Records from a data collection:
****

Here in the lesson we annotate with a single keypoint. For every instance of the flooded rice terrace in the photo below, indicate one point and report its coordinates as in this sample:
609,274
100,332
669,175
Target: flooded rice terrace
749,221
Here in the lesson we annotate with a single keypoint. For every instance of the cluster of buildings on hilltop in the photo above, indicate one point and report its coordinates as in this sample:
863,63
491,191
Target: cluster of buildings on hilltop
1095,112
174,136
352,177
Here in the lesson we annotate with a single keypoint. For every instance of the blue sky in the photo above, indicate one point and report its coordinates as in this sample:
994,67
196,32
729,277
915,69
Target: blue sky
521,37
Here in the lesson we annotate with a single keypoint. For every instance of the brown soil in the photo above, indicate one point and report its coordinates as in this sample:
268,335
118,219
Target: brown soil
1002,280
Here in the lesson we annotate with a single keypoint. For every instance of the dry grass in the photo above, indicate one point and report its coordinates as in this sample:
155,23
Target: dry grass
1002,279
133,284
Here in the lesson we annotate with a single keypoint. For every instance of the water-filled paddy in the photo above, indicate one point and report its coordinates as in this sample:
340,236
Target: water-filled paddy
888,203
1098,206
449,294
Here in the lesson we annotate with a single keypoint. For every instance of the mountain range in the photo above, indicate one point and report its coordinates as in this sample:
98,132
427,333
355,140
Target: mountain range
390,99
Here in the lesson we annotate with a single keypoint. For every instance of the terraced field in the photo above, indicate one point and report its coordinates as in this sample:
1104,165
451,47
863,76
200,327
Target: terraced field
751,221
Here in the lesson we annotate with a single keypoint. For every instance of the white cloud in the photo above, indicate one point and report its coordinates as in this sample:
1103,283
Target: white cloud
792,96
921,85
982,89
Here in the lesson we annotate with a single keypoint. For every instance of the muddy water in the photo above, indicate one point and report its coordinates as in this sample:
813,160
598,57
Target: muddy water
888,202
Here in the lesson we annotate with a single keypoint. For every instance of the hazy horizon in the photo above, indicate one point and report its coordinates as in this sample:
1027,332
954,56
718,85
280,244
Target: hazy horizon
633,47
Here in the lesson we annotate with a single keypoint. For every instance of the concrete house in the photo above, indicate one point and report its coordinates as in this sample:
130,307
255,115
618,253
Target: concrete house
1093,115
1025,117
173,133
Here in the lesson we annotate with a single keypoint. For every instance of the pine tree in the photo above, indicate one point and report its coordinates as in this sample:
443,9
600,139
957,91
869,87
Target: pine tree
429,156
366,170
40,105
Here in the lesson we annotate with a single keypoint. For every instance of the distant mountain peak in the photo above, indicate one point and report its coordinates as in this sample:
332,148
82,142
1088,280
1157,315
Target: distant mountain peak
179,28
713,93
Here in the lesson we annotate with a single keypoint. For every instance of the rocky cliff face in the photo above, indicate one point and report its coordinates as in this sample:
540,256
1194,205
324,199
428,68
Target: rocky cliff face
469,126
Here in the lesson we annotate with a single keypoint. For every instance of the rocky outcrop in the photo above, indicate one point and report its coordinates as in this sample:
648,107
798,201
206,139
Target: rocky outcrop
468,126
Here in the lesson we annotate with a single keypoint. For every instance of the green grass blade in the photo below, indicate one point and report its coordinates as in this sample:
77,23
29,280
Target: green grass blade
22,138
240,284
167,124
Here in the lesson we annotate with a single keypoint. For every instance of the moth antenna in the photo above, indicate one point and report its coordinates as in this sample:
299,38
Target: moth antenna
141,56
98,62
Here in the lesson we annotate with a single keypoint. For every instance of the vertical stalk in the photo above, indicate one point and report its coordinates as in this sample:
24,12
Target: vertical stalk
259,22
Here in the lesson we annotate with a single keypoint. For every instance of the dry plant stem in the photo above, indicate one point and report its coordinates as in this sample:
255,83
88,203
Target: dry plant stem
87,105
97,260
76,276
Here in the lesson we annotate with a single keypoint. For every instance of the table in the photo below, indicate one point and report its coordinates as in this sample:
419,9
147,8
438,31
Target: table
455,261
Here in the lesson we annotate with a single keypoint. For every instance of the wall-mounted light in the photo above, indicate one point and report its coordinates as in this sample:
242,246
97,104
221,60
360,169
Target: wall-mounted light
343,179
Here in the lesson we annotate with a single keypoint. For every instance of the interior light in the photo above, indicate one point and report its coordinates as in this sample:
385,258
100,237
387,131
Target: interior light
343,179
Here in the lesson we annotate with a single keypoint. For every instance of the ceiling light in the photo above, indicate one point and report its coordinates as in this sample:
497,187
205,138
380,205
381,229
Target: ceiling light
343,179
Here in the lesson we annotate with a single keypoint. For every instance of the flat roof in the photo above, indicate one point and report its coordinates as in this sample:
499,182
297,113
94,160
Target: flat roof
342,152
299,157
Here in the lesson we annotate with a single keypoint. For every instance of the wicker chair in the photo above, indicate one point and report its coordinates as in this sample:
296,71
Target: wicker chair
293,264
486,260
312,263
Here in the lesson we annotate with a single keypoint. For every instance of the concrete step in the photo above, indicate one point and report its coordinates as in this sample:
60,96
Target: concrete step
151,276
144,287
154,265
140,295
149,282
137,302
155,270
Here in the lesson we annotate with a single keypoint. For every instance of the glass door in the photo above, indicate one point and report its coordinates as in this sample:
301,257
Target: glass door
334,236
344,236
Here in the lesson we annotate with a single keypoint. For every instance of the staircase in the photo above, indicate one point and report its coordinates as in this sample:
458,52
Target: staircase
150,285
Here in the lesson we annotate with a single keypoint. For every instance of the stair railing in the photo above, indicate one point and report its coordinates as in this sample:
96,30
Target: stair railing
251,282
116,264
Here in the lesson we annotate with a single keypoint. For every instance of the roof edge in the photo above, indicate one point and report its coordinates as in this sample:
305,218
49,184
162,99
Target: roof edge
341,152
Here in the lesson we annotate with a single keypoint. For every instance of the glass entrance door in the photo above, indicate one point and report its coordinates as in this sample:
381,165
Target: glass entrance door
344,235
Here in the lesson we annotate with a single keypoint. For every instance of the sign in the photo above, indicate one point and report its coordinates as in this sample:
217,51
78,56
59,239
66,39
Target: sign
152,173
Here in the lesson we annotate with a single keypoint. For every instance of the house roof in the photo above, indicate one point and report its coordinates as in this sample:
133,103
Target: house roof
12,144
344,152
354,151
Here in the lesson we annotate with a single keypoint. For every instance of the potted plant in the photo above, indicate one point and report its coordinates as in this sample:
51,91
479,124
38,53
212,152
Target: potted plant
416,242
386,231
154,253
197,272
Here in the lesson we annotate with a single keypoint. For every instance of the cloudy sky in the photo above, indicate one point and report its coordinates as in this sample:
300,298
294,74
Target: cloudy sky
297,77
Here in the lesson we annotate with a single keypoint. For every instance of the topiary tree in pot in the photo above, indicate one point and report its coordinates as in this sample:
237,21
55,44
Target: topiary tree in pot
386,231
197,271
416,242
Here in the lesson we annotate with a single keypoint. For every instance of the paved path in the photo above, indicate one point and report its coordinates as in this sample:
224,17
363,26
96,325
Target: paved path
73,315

****

Exercise:
Retype every one of the records above, keeping each line word for word and in the same order.

Response for this exercise:
Here in the lesson we annotate with a single keypoint. For every instance of the flooded rice terrace in the photo below, indicate one point and report its coordinates as in this sample:
609,274
100,332
669,175
Target: flooded rice terrace
749,221
Here in the lesson we annotate with a single keypoint. For every instance of the cluster of buildings on hilltop in the photo above, indicate one point and report its coordinates as in this sample:
863,63
491,191
Target: cluster of buildings on hilltop
1095,112
174,136
352,177
Here in the lesson we annotate with a single keypoint. For every instance of the blue sky in the photo above, indicate one point and report its coordinates as in this sample:
994,67
196,32
729,277
915,69
Target: blue sky
521,37
Here in the lesson we annotate with a single keypoint. For every instance of the brown soil in the photo above, indicate one point and report its coordinates as in this sample:
268,335
118,219
Target: brown soil
1002,280
Here in the lesson we annotate with a single keypoint. For every instance of the dry grass in the photo above, indicate one point and report its coordinates as in this sample:
155,23
Target: dry grass
1002,279
133,284
Here in the lesson we annotate with a single keypoint. For every instance of the water-filled paddy in the photo above, indicate one point and report its coordinates as in this sample:
340,236
Target: water-filled paddy
888,203
1098,206
449,294
Here in the lesson we annotate with a single keypoint. For every instance of the mountain range in the photo above, indicate one point and report its coordinates as in this sample:
98,132
427,333
355,140
Target: mountain range
390,99
Here in the lesson we annotate with a single keypoint. For every instance of the terraced field in the photo above, indicate one point and report its coordinates as in this sample:
1104,165
451,47
863,76
200,327
Target: terraced field
751,221
Here in the lesson we annotate with a single keypoint. For every instance of the white cloud in the photo above, indicate one point and report its coordinates as in this sample:
1103,283
Target: white cloud
792,96
921,85
982,89
Here in the lesson we annotate with a single keypoint. For every instance of the muddy water in the photo above, indicate one point and report its coordinates as in this sample:
813,160
598,57
Target: muddy water
888,202
Here in the lesson we annotate with a single keypoint. For every instance of the hazy horizon in the photo above, indicate one point and report its coordinates as in this sample:
1027,332
954,56
718,85
280,244
Target: hazy horizon
633,47
Here in the lesson we annotate with a single keypoint. For every instance of the concrete house in the photo above, indicate one point and report its coordinates as in this sample:
130,307
255,115
618,253
Target: concrete house
1093,115
1025,117
173,133
Here in the lesson we annotate with a single keypoint. For every instance of the pine tree in the photo above, indicate one point and report its coordinates as in this sample:
443,9
600,139
957,91
869,87
Target: pine tree
429,156
366,170
40,105
Here in the lesson we annotate with a single keypoint. For every instance of the distant mountain peak in the photo above, indicate one point and report its coordinates as in this sample:
332,148
82,142
1088,280
1157,315
Target: distant mountain peak
179,28
713,93
Here in the lesson we annotate with a single keypoint. For every instance of the rocky cliff face in the photo above, indicate one point and report its coordinates as in this sample:
540,256
1194,205
324,199
428,68
Target: rocky cliff face
469,126
Here in the lesson we annotate with a single keypoint. For every instance of the rocky outcrop in the photo above, indicate one point and report its coordinates as in this sample:
648,107
798,201
206,139
Target: rocky outcrop
468,126
Here in the lesson we annotate with a single keypoint. For every instance of the green grass blade in the photo below, indicate one point and report its coordinates as in this sample:
77,23
29,280
Target: green grass blade
22,138
240,284
167,124
Here in the lesson we annotate with a single keypoint. For every instance of the moth antenna in the photo above, indicate one point and report its coordinates as in this sample:
299,38
Target: moth antenna
141,56
98,62
Here in the lesson we annotate with a single keypoint. For every instance of the vertical stalk in the photo above, indicate one point and report its coordinates as in this sample:
24,12
Target: vertical stalk
259,22
Here in the lesson we annotate with a single keypoint. For every instance of the dry plant stem in the photo above, indicate one point and report its coordinates as in this sample:
255,83
88,203
Target: dry plant stem
87,105
97,260
76,276
Here in the lesson we annotate with a single keypoint. For every instance of the table in the photo below, indicate one point and report its coordinates as in this sample:
419,9
147,8
438,31
Target: table
455,261
Here in the lesson we annotate with a single keypoint. For every instance of the wall-mounted light in the photo above, indicate one point and report its coordinates as in this sample:
242,246
97,104
221,60
360,169
Target: wall-mounted light
343,179
Here in the lesson we annotate with a single keypoint. For every instance of the interior light in the photo above, indicate one point and report its coordinates as in this sample:
385,258
100,237
387,131
Target: interior light
343,179
Here in the lesson we annotate with a single keypoint. For every instance of the ceiling light in the photo above, indicate one point and report its coordinates as in this sample:
497,187
205,138
380,205
381,229
Target: ceiling light
343,179
Here in the lesson we annotate with a single keypoint. For every instance of the flat roof in the photo above, indicate one point and report its coordinates as in this sample:
499,182
297,113
94,160
Target: flat roof
342,152
299,157
Here in the lesson we annotate with a single keypoint. For every instance of the wicker chair in the photo above, indicate one point and report its coordinates as in this sample:
296,71
Target: wicker chair
293,264
486,260
312,263
Here in the lesson we annotate with a single keypoint. For every instance of the concrete step in the photo above, indicate one point and report its coordinates as in this sample:
60,96
Target: concrete step
151,276
144,287
154,265
140,295
149,282
137,302
155,270
Here in the lesson we annotate with a single keypoint. For every instance of the glass door in the photo above, indicate one point and report its coordinates as in this sample:
301,257
Target: glass door
334,236
344,236
Here in the lesson we annotate with a single keypoint. For every instance of the staircase in the photo above, indicate one point and report its coordinates as in this sample:
458,52
Target: staircase
150,285
Here in the lesson we annotate with a single keypoint. For every instance of the stair railing in the photo above, indicate one point and report its coordinates as in this sample:
96,30
Target: stair railing
251,282
116,264
Here in the lesson we annotate with a single keypoint. For every instance of the roof edge in the photo above, indicate one point and report its coordinates as in this sample:
305,218
49,184
162,99
Target: roof edge
341,152
Here in the lesson we annotate with a single keypoint. For every instance of the glass entrance door in the photo above, indicate one point and report its coordinates as in this sample:
381,165
Target: glass entrance door
344,235
Here in the lesson we annotate with a single keypoint. For every instance of the sign in the photo above, indicate one point and report its coordinates as in this sample:
217,51
78,56
59,239
66,39
Target: sign
152,173
Here in the lesson we annotate with a single keypoint. For every instance of the house roof in the photo above, indicate one point and report its coordinates as in this sample:
133,103
Target: house roof
12,144
344,152
354,151
Here in the lesson we annotate with a single keypoint. For every instance of the potted plant in the photo above, indicate one point and report its coordinates as in this sample:
51,91
479,124
38,53
212,152
Target: potted plant
416,242
386,231
154,253
197,272
Here in the lesson we annotate with a single keypoint. For every instance of the cloudy sky in the photo above, indicate one point and report its coordinates as in this sample:
300,298
294,74
Target: cloudy sky
297,77
Here in the lesson we annotate with a single keypoint. For every instance of the topiary tree in pot in the photo above, indicate one point and report its coordinates as in this sample:
237,21
55,44
Target: topiary tree in pot
386,231
197,271
416,242
Here in the lesson we annotate with a single keypoint. For every instance of the paved path in the photo above, indicate one point and report its coordinates as in this sample:
224,17
363,26
96,325
Target: paved path
73,315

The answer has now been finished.